- _Assignment_: Record by record, give the entire listing again exactly.

- _Source material_:
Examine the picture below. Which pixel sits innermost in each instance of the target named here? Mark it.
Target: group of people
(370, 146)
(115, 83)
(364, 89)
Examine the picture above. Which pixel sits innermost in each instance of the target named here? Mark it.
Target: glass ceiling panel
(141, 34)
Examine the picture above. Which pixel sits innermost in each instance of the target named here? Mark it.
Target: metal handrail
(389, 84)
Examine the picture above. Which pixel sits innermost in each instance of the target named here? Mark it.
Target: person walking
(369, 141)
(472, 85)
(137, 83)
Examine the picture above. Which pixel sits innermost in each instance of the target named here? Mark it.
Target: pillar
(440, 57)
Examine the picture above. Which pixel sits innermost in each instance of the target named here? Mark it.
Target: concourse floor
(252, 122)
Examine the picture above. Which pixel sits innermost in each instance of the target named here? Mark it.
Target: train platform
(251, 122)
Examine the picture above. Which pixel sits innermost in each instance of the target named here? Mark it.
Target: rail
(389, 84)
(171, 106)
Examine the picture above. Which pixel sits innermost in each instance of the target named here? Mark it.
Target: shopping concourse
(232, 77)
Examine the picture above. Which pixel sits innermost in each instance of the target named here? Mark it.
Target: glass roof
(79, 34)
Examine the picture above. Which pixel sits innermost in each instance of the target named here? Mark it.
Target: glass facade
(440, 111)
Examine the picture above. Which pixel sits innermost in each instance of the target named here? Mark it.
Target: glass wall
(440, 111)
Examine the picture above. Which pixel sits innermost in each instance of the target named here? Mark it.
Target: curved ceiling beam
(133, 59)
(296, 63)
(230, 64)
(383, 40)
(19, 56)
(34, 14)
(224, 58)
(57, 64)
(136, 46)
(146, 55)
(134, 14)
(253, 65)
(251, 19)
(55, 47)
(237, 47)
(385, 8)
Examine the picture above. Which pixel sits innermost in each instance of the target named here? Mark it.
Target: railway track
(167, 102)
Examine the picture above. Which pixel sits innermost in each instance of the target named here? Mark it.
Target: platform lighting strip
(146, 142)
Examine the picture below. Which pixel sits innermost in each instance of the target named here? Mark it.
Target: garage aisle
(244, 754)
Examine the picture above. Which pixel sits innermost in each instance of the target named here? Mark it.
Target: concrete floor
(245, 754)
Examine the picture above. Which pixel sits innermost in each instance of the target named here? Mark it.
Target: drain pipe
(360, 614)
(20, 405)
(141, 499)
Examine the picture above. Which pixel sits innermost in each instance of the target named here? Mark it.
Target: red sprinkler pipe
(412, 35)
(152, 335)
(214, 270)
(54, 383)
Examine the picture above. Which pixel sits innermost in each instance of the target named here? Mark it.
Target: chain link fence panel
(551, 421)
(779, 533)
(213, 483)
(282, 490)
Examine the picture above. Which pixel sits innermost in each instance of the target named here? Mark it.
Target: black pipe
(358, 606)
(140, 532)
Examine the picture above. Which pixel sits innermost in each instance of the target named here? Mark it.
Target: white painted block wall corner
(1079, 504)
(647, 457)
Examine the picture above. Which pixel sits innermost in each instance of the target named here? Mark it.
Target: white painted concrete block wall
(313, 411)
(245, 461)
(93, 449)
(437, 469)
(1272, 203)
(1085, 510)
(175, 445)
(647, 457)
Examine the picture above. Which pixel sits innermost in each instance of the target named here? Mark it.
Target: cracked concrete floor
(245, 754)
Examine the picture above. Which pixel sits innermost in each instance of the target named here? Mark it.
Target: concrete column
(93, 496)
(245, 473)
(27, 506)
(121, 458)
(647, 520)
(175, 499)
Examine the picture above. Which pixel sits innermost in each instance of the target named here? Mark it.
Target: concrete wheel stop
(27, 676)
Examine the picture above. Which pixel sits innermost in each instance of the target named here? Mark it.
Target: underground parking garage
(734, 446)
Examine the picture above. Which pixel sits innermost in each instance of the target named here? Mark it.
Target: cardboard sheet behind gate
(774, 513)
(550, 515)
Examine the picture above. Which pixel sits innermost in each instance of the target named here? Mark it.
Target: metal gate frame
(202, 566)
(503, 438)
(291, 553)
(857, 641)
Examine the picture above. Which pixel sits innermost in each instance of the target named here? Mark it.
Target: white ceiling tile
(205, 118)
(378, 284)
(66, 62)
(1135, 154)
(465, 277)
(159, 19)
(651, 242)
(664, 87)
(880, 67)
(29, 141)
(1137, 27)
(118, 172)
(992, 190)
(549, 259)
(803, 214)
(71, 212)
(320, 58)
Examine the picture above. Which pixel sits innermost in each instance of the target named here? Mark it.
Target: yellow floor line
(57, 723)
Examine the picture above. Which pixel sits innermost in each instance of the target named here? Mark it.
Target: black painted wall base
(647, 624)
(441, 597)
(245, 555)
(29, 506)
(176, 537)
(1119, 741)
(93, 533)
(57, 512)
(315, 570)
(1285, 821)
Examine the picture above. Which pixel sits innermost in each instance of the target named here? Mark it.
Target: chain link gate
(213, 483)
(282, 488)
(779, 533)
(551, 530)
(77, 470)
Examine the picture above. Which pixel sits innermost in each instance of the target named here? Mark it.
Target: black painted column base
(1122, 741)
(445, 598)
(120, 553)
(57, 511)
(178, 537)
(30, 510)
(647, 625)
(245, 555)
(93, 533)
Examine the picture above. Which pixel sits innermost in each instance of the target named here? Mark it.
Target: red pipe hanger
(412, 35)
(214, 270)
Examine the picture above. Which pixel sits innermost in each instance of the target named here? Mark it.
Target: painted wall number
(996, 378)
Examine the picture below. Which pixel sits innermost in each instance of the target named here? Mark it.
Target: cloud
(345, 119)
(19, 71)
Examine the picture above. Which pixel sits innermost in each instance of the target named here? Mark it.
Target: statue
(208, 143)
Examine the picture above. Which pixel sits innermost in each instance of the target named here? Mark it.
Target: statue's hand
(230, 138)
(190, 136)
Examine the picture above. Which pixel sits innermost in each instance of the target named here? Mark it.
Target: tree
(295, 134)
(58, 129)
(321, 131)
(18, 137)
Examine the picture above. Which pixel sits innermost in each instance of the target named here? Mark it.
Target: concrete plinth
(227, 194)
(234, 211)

- _Result of this task_:
Examine the picture below. Which pixel sits innermost in each instance of the target named here? Mark it.
Target: group of people
(370, 146)
(115, 83)
(364, 89)
Examine the picture above. Which pixel sits innermost in each instance of the target named here? Mark it.
Target: glass ceiling panel
(141, 34)
Examine the picture above. Which pixel sits innermost in each instance of the target named here? Mark it.
Target: metal handrail
(389, 84)
Examine the picture above. Which pixel sits innermost in each instance of the target named here? Mark it.
Target: person walking
(369, 141)
(472, 85)
(137, 83)
Examine the picture above. Which pixel sits innermost in each instance of the target named here? Mark it.
Target: pillar
(440, 57)
Examine the picture above. Which pixel sits innermost in each instance of the target named here? Mark it.
Target: concourse floor
(252, 122)
Examine the picture above. Which pixel sits innermost in each instance of the target named here? Mark it.
Target: train platform
(251, 122)
Examine the picture above. Which pixel sits innermost in each instance of the target named here? Mark it.
Target: rail
(389, 84)
(171, 106)
Examine the picture above. Which pixel sits innermost in each instance of the target named here? Mark it.
Target: shopping concourse
(232, 77)
Examine the picture above. Which pixel sits innermost in each instance of the target named here? Mark it.
Target: glass roof
(79, 34)
Examine the picture above. Which pixel sits innermost in each instance of the target named here? Mark it.
Target: glass facade
(440, 111)
Examine the picture above. Which pixel sits innermost in each instance of the target named here? Mark it.
Target: glass wall
(440, 111)
Examine the picture above. Which pixel sits innermost in each instance of the target named here? Mark it.
Target: curved ceiling beam
(133, 59)
(296, 63)
(230, 64)
(383, 40)
(19, 56)
(34, 14)
(224, 58)
(57, 64)
(136, 46)
(146, 55)
(134, 14)
(253, 65)
(251, 19)
(55, 47)
(237, 47)
(385, 8)
Examine the picture above. Which pixel sits innermost in each instance of the target named here? Mark it.
Target: railway track
(167, 102)
Examine the picture above. Which pixel sits innermost in each instance of the target named here? Mark it.
Target: platform lighting strip
(146, 142)
Examine the picture below. Which pixel sits innermost in each instance of the target named here? Mark it.
Target: garage aisle
(244, 754)
Examine the picture above. Which pixel sits innermost in each instance of the target named here? Mark it.
Target: concrete floor
(245, 754)
Examine the picture above. Which pixel sits innermost in each instance of the target named here? Mark it.
Target: drain pipe
(360, 614)
(20, 405)
(141, 499)
Examine the picture above. Which pixel sits innermost in each instance of the target named here? Mark it.
Target: red sprinkler pipe
(412, 35)
(152, 335)
(214, 270)
(54, 383)
Examine the picture above. Which pixel sits innermost in each instance of the target named here? Mark it.
Target: chain link fence panel
(551, 421)
(779, 533)
(213, 483)
(282, 490)
Examine the picture above. Which pixel sits innermost in each instance of the target named here? Mark it.
Target: black pipe
(358, 606)
(140, 532)
Examine the picture above. Which pixel sits innermost in each instance of the target named here? Mark it.
Target: white painted block wall corner
(1079, 504)
(647, 457)
Examine the picture above. Which pixel sits innermost in each instance of the target named here? Mark it.
Target: white painted concrete block wall
(313, 411)
(245, 461)
(93, 449)
(437, 469)
(1272, 203)
(1085, 510)
(175, 445)
(647, 457)
Examine the picture above. Which pixel sits innermost in each instance of the target named here? Mark it.
Target: cracked concrete floor
(245, 754)
Examine the picture above. Which pixel sits innermost in each instance of the target named here? Mark it.
Target: concrete column
(93, 496)
(245, 473)
(27, 506)
(121, 458)
(647, 520)
(175, 499)
Examine the picture above. Which pixel sits innermost in each instance of the target named here? Mark it.
Target: concrete wheel stop
(27, 676)
Examine the picture above. Which pixel sits innermost in each instance of the target named here? Mark it.
Target: underground parking garage
(734, 446)
Examine the picture above. Which pixel sits innermost in each instance of the target named here? Mark it.
Target: cardboard sheet behind gate
(774, 513)
(550, 515)
Examine the picture above. Which pixel sits innermost in each instance of the target named here? Mark it.
Target: metal gate frame
(202, 566)
(503, 438)
(291, 553)
(857, 641)
Examine the picture above. Which pixel sits innermost in each instance of the target named here? Mark it.
Target: white ceiling tile
(205, 118)
(378, 284)
(66, 62)
(1135, 154)
(465, 277)
(159, 19)
(651, 242)
(664, 87)
(880, 67)
(29, 141)
(1137, 27)
(118, 172)
(992, 190)
(549, 259)
(803, 214)
(71, 212)
(320, 58)
Examine the picture above. Which pixel sits innermost in each instance of the target named here? Mark it.
Target: yellow floor line
(57, 723)
Examine the picture above. Which pixel sits innermost in each instance of the target named here? Mark it.
Target: black painted wall base
(647, 624)
(441, 597)
(245, 555)
(29, 506)
(176, 537)
(1119, 741)
(93, 533)
(57, 512)
(315, 570)
(1285, 821)
Examine the picture above. Which pixel sits innermost in each instance of the target named here? Mark it.
Target: chain link gate
(213, 483)
(282, 488)
(779, 533)
(551, 530)
(77, 470)
Examine the picture above. Which pixel sits innermost in each instance of the target named here? Mark it.
Target: black painted column base
(1122, 741)
(445, 598)
(120, 553)
(57, 511)
(178, 537)
(30, 510)
(647, 625)
(245, 555)
(93, 533)
Examine the picture above. Which pixel sits innermost in each instance of the target named here? Mark it.
Target: red pipe hanger
(412, 35)
(214, 270)
Examine the picture above. Which pixel sits innermost in each instance of the target named here? Mark it.
Target: painted wall number
(996, 378)
Examine the picture below. Which pixel sits innermost in each instance of the target named here? Mark it.
Target: cloud
(345, 119)
(19, 71)
Examine the picture above. Which pixel sits innermost in each instance of the target named here? Mark it.
Target: statue
(208, 143)
Examine the picture above. Which pixel sits innermost in each instance of the target named here? Mark it.
Target: statue's hand
(230, 138)
(190, 136)
Examine the picture above. Which pixel sits innermost in each instance of the target named here? Mark it.
Target: tree
(295, 134)
(58, 129)
(321, 131)
(18, 137)
Examine the picture above. Which pixel sits innermost in each instance of the target named here? Mark it.
Target: concrete plinth
(227, 194)
(234, 211)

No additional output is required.